**Given instruction:** Count the lines in the entries below that contain the string "hand" (case-sensitive), and give only the number.

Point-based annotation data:
━━━━━━━━━━━━━━━━━━━━━━━━━━━━━━

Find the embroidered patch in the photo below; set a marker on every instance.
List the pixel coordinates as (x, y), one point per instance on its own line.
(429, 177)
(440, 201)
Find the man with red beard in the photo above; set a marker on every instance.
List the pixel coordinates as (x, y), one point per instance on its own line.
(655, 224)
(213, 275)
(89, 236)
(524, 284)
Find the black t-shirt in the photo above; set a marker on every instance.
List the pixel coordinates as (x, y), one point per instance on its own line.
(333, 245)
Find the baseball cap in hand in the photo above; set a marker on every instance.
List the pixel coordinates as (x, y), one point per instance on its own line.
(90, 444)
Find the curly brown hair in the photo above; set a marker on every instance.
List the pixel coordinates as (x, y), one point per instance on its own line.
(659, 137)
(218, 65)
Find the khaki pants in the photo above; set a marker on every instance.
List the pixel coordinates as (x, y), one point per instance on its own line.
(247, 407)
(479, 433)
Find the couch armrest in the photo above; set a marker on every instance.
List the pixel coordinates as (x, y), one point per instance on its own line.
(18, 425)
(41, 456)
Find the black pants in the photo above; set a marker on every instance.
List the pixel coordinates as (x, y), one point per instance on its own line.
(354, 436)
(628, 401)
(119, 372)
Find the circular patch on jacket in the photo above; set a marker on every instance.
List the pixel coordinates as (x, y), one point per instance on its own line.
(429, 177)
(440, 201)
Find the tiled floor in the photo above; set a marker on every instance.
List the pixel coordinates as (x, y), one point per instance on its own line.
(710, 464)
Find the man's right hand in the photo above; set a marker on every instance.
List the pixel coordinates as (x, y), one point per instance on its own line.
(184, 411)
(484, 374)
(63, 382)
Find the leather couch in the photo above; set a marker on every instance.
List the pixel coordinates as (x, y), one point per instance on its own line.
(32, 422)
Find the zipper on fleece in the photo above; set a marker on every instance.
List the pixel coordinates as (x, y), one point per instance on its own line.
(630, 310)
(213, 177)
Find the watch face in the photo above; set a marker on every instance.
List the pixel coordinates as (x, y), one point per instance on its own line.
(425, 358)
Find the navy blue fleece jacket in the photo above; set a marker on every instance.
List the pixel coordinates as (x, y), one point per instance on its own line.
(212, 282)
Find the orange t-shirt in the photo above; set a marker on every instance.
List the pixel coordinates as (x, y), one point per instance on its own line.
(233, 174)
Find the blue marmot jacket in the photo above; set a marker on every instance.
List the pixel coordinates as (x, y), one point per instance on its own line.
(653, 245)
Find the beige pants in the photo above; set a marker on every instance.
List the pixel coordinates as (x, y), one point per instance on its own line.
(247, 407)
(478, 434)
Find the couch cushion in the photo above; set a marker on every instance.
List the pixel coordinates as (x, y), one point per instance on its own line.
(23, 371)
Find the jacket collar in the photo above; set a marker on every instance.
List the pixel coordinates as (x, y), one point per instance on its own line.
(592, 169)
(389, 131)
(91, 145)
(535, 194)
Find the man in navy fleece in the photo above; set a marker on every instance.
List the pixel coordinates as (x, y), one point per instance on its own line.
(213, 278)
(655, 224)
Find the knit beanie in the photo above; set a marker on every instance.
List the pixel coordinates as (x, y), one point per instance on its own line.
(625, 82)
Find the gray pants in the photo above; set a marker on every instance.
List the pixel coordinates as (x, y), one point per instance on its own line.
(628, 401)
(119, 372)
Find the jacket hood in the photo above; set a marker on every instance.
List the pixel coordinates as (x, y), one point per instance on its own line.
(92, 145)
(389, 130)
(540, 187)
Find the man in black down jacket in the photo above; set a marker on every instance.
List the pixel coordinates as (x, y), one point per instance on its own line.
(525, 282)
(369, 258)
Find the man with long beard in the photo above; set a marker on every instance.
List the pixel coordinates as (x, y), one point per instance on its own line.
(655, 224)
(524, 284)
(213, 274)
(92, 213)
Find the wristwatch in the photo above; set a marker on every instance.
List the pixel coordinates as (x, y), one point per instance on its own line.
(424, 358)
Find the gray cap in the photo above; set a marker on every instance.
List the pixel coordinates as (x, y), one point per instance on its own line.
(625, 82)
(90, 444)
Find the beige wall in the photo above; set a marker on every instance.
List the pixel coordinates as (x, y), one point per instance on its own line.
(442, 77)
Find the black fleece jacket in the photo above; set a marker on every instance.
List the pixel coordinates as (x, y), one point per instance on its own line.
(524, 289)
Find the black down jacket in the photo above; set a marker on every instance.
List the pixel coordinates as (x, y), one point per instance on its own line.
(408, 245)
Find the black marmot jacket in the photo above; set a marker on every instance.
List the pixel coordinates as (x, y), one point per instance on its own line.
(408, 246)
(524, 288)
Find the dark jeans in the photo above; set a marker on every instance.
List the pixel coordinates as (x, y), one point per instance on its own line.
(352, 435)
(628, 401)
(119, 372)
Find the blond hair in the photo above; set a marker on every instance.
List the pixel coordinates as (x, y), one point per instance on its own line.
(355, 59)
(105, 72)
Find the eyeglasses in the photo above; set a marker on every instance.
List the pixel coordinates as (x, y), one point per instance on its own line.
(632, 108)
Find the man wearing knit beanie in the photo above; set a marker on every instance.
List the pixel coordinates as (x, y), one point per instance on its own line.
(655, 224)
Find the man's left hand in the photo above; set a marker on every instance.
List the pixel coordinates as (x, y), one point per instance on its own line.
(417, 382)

━━━━━━━━━━━━━━━━━━━━━━━━━━━━━━

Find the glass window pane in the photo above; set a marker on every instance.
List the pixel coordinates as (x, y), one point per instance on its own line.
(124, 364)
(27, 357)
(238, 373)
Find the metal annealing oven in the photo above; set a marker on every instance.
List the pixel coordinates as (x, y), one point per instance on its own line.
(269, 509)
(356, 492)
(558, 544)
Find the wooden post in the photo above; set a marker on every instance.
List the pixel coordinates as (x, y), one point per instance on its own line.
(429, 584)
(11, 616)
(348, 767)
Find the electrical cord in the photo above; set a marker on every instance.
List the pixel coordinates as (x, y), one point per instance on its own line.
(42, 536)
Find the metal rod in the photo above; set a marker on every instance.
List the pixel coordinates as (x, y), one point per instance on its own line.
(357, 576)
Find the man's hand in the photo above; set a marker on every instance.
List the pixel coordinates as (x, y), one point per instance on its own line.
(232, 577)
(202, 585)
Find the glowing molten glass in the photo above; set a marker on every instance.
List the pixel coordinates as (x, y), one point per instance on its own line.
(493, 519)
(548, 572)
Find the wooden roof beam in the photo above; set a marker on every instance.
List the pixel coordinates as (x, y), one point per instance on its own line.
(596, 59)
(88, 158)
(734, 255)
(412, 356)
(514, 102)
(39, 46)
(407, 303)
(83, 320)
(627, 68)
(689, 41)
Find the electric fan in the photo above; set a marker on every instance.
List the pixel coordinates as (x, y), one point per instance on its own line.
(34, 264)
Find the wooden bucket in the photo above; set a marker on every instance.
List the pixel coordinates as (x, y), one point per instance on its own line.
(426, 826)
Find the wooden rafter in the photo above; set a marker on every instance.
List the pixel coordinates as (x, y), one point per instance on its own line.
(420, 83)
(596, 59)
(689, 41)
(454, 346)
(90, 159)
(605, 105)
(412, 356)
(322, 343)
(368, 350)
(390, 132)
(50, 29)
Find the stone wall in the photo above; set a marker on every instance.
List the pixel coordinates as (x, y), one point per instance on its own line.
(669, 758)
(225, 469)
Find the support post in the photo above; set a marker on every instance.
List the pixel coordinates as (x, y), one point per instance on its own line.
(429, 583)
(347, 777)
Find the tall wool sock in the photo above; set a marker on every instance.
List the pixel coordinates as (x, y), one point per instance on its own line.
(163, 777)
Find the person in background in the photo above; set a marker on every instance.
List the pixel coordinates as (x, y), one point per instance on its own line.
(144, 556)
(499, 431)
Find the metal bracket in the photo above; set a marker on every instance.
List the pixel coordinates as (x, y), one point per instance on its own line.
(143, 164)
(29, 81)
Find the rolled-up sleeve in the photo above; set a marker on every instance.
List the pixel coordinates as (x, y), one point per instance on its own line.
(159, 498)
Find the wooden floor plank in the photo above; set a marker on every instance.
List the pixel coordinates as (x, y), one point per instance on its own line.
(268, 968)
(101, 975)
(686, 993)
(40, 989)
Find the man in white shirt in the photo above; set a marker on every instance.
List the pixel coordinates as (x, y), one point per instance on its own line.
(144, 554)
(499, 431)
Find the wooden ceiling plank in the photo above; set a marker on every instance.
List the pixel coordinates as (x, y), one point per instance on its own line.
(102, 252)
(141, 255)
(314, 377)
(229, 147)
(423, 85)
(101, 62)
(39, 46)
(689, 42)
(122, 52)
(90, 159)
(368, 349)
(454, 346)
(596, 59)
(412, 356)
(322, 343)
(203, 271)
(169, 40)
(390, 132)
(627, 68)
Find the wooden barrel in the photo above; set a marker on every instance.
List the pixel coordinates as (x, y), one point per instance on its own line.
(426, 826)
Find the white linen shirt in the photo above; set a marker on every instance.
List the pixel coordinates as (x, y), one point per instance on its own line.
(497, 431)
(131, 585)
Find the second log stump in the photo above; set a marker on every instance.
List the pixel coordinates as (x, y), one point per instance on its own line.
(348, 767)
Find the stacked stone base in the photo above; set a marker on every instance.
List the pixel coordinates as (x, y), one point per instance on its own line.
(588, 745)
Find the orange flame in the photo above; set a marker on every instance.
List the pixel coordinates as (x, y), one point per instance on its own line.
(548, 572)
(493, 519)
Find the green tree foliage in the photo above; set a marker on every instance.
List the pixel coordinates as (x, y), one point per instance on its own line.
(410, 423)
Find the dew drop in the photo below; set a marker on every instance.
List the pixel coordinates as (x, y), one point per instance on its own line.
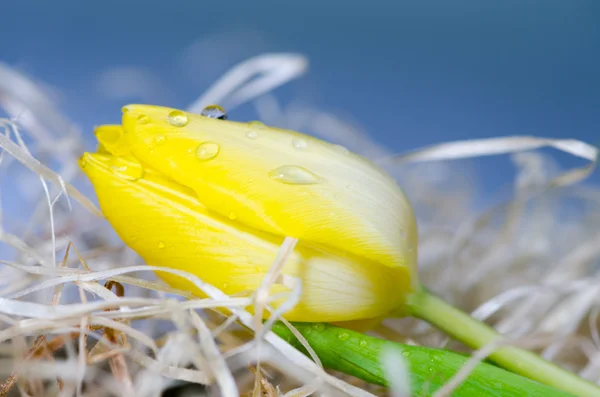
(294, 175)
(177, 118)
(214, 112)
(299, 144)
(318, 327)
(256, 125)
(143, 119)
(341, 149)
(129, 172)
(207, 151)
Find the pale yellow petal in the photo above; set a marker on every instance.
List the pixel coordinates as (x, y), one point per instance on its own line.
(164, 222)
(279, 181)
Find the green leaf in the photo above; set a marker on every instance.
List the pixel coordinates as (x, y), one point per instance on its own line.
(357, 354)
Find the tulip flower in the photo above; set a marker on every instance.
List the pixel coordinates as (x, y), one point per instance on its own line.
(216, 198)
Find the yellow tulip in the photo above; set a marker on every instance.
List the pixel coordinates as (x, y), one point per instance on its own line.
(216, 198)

━━━━━━━━━━━━━━━━━━━━━━━━━━━━━━

**Solution:** 4